» TASK ITEM:
Could you copy out every line of the data where the word "formation" occurs?

-----

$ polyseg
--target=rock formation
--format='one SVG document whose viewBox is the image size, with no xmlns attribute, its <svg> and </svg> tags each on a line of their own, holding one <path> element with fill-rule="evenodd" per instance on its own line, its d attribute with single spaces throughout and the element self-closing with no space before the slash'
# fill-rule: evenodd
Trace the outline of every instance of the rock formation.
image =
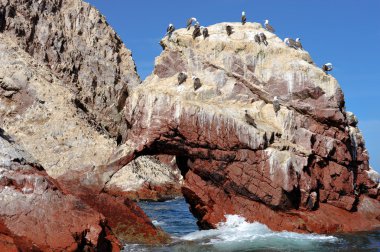
<svg viewBox="0 0 380 252">
<path fill-rule="evenodd" d="M 208 30 L 164 38 L 139 85 L 87 3 L 0 0 L 0 250 L 167 242 L 130 198 L 174 197 L 182 176 L 203 228 L 225 214 L 298 232 L 379 227 L 378 174 L 336 80 L 258 24 Z"/>
<path fill-rule="evenodd" d="M 183 178 L 175 157 L 139 157 L 115 173 L 106 191 L 133 200 L 163 201 L 182 196 Z"/>
<path fill-rule="evenodd" d="M 140 80 L 131 52 L 95 8 L 81 0 L 1 0 L 0 32 L 63 80 L 99 130 L 122 140 L 125 99 Z"/>
<path fill-rule="evenodd" d="M 0 52 L 0 127 L 15 144 L 46 169 L 61 193 L 75 195 L 90 213 L 101 216 L 98 219 L 104 220 L 120 241 L 168 241 L 134 202 L 117 191 L 122 189 L 113 187 L 112 194 L 106 193 L 105 185 L 113 176 L 107 172 L 109 158 L 124 141 L 128 128 L 122 116 L 124 102 L 139 78 L 130 52 L 104 17 L 80 0 L 0 1 Z M 141 160 L 152 162 L 149 157 Z M 99 175 L 95 181 L 89 175 L 93 171 Z M 44 176 L 53 181 L 48 175 Z M 14 176 L 23 179 L 22 174 Z M 146 188 L 142 185 L 135 190 Z M 152 197 L 159 200 L 167 197 L 166 193 L 173 194 L 163 189 Z M 14 202 L 22 202 L 23 195 L 15 197 L 20 199 Z M 70 214 L 70 204 L 68 201 L 62 211 Z M 45 225 L 38 219 L 43 212 L 39 214 L 28 221 Z M 91 218 L 89 214 L 90 224 Z M 0 222 L 2 230 L 10 229 L 8 221 L 0 218 Z M 34 238 L 30 242 L 39 247 L 53 246 Z"/>
<path fill-rule="evenodd" d="M 1 251 L 119 248 L 104 216 L 64 194 L 2 129 L 0 174 Z"/>
<path fill-rule="evenodd" d="M 378 181 L 337 81 L 259 24 L 208 30 L 207 39 L 181 29 L 161 41 L 154 73 L 127 98 L 133 150 L 119 162 L 176 155 L 203 228 L 225 214 L 297 232 L 379 227 Z M 253 42 L 257 32 L 267 46 Z M 194 91 L 192 78 L 178 85 L 180 72 L 202 86 Z"/>
</svg>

-----

» ANSWER SPACE:
--target=rock formation
Trace the outline of every instance of the rock formation.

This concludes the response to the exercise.